Exercise tasks
1) According to the NDIS price cap article, by how much did providers raise prices on average for every 1% increase to a price cap?
2) Reproduce the passage of the NDIS price cap article starting with "NDIS Price Cap Hike" and going on through "Institute has found.".

# start of Excerpted text

NDIS Price Cap Hike Spurs Costs, Not Supply

e61 Institute

Raising NDIS price caps results in higher fees and does not increase service provision, new research by the e61 Institute has found.

The research tracked prices and service hours in the weeks around 1 July 2025 when the NDIA lifted price caps for some services - including daily living assistance and behaviour supports - and decreased them for others such as physiotherapy and podiatry.

The analysis, using data from NDIS plan manager Kismet, found that for every 1% increase to a price cap, providers hiked prices by 0.61% on average with no meaningful increase in the amount of services provided.

"We found that even providers who were unaffected by the cap because they were charging well below it raised their prices by that same amount," said e61 Research Manager, Dr. Pelin Akyol.

"Participant budgets are indexed to price caps, meaning participants have little incentive to shop around, and savings can't easily be redirected to other services. This means providers face little downside to increasing prices when the cap rises."

# end of Excerpted text
# start of Given data

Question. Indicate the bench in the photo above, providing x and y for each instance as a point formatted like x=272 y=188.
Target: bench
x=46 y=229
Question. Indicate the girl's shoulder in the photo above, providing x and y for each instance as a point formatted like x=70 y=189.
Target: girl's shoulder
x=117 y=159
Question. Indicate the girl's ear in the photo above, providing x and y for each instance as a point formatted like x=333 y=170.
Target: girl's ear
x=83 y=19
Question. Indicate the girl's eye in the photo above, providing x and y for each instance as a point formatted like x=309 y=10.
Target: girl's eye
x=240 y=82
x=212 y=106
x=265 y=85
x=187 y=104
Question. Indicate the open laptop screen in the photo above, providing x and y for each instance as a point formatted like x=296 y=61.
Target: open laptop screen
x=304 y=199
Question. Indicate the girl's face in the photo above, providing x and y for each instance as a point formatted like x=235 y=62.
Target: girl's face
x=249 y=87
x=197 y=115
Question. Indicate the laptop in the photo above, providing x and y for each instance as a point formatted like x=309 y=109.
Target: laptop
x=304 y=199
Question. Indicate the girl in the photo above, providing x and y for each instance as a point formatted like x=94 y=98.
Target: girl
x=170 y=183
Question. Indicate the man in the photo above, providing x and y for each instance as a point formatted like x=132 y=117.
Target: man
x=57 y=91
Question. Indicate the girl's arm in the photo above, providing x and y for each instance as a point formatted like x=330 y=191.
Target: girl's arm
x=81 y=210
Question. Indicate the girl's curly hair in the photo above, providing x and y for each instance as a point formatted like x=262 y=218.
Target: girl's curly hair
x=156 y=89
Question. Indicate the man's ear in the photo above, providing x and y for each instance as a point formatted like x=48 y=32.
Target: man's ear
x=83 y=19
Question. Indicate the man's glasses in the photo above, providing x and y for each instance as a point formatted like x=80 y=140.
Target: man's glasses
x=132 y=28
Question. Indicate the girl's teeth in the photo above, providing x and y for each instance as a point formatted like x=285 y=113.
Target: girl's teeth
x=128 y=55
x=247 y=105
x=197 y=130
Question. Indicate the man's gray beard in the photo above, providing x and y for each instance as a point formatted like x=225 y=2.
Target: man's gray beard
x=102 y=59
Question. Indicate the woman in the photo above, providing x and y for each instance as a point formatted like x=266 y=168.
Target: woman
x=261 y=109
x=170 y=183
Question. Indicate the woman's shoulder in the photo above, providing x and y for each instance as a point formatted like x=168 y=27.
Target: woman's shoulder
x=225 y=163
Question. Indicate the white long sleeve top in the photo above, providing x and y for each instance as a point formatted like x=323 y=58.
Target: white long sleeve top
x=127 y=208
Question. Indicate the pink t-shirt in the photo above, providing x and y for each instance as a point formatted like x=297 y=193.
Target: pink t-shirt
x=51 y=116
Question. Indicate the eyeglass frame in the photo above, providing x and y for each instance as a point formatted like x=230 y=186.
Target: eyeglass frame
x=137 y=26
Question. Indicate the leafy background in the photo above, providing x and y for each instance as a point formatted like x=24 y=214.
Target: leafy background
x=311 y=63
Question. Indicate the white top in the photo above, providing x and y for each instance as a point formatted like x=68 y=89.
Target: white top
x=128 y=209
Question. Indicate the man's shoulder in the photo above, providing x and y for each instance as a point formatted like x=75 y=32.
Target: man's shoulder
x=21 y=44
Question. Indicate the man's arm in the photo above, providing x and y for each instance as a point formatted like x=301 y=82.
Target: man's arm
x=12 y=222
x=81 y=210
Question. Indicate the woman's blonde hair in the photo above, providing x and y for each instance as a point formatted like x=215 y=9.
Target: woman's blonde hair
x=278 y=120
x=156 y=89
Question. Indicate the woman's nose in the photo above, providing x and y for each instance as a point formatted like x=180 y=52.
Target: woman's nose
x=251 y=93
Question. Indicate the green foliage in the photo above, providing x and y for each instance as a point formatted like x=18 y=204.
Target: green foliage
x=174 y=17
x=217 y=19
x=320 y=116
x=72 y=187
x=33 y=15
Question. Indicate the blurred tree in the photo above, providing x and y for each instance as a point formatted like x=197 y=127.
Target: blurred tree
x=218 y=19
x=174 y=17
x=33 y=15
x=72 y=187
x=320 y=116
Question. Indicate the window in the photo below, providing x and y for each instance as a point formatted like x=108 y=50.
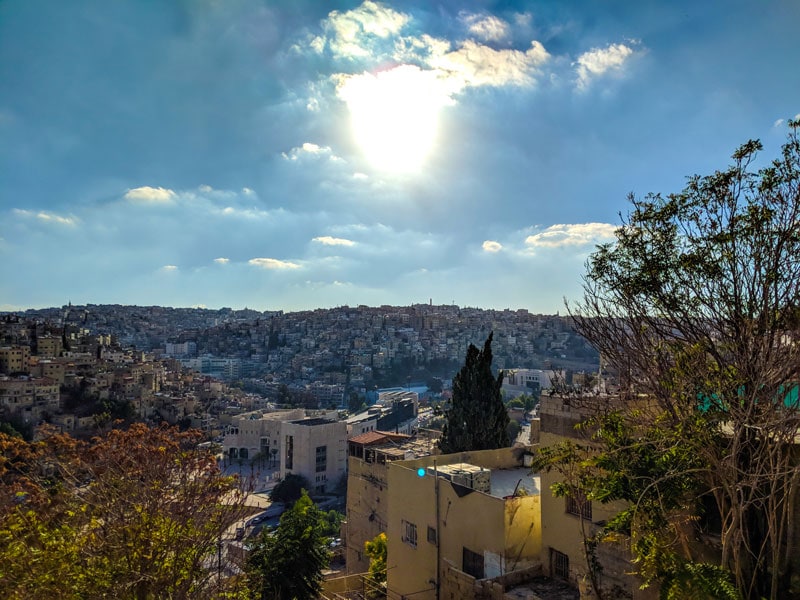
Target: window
x=409 y=533
x=322 y=459
x=578 y=505
x=472 y=563
x=289 y=451
x=559 y=564
x=431 y=534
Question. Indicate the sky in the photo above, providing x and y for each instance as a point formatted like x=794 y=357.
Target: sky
x=291 y=155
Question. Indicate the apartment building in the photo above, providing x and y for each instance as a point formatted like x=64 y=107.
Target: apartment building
x=258 y=432
x=29 y=397
x=14 y=359
x=458 y=521
x=367 y=487
x=316 y=449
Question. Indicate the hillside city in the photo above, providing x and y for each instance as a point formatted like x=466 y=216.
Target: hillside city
x=277 y=395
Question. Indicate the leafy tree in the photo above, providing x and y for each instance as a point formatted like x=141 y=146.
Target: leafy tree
x=287 y=564
x=135 y=513
x=376 y=549
x=695 y=305
x=513 y=430
x=289 y=489
x=331 y=522
x=477 y=418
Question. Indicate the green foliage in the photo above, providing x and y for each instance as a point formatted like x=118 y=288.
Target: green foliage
x=331 y=523
x=477 y=418
x=656 y=475
x=376 y=549
x=695 y=307
x=287 y=564
x=289 y=489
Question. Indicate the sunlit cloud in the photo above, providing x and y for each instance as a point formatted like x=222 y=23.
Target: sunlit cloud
x=394 y=114
x=47 y=217
x=273 y=264
x=332 y=241
x=487 y=27
x=351 y=34
x=150 y=194
x=598 y=61
x=309 y=150
x=478 y=65
x=579 y=234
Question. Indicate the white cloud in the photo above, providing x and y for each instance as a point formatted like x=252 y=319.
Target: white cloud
x=150 y=194
x=309 y=150
x=487 y=27
x=476 y=65
x=332 y=241
x=350 y=34
x=48 y=217
x=273 y=264
x=599 y=61
x=578 y=234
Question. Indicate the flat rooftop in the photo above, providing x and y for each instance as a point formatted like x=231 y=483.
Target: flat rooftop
x=504 y=482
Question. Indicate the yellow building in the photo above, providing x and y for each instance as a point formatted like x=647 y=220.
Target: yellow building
x=459 y=518
x=369 y=455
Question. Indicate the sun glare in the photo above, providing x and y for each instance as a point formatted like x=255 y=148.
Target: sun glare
x=394 y=115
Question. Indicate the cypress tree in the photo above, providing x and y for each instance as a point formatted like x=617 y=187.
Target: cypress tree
x=477 y=418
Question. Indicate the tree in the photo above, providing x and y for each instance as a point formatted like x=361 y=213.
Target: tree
x=696 y=305
x=376 y=549
x=135 y=513
x=477 y=418
x=287 y=564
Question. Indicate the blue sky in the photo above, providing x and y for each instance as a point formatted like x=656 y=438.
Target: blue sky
x=304 y=154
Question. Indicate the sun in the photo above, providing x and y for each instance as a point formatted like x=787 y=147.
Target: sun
x=394 y=115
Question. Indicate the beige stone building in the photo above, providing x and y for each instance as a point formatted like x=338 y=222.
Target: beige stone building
x=29 y=398
x=14 y=359
x=258 y=432
x=316 y=449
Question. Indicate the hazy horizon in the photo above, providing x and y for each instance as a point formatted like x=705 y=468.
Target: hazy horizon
x=309 y=154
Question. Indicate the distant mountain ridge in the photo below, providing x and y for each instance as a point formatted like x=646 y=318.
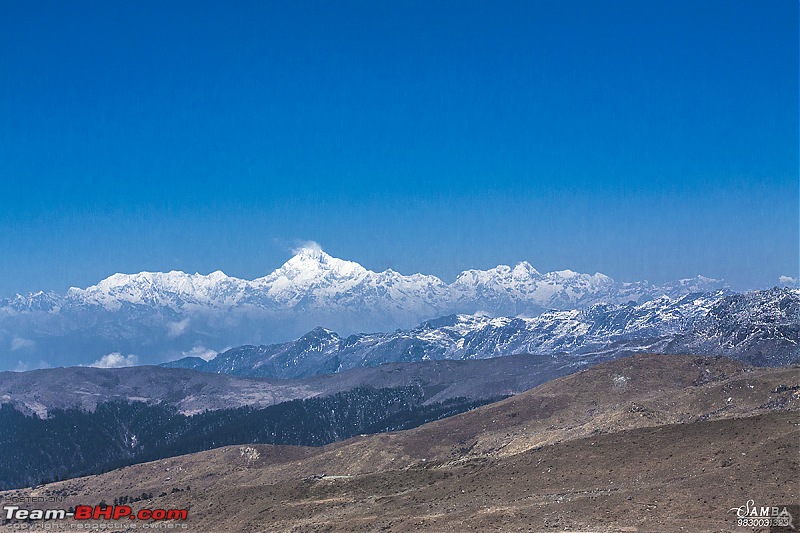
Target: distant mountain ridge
x=157 y=315
x=762 y=328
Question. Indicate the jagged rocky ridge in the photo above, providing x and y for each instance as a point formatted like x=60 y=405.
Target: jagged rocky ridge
x=761 y=328
x=158 y=316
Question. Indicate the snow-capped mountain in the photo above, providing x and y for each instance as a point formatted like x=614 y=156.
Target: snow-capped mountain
x=762 y=327
x=162 y=315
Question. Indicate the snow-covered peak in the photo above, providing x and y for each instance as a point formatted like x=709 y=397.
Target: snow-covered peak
x=315 y=262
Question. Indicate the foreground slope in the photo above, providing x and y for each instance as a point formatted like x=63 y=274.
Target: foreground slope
x=647 y=443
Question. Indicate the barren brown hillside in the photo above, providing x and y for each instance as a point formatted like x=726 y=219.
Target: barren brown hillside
x=646 y=443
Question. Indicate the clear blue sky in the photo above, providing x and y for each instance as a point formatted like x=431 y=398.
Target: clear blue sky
x=646 y=140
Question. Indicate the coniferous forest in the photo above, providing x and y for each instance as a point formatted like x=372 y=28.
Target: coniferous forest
x=71 y=443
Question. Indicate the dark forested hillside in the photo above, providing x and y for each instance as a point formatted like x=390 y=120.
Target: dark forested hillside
x=72 y=442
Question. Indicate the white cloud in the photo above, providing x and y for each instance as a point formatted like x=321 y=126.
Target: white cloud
x=176 y=329
x=201 y=352
x=18 y=343
x=311 y=246
x=115 y=360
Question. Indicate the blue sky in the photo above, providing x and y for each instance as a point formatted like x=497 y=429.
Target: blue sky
x=645 y=140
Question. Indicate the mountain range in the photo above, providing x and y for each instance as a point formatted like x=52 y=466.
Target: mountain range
x=761 y=327
x=151 y=317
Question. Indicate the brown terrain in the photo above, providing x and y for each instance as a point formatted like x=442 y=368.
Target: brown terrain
x=647 y=443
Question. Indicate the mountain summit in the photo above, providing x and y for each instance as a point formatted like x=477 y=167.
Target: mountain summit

# end of Given data

Responses for each task
1) By 0.61% on average.

2)
NDIS Price Cap Hike Spurs Costs, Not Supply

e61 Institute

Raising NDIS price caps results in higher fees and does not increase service provision, new research by the e61 Institute has found.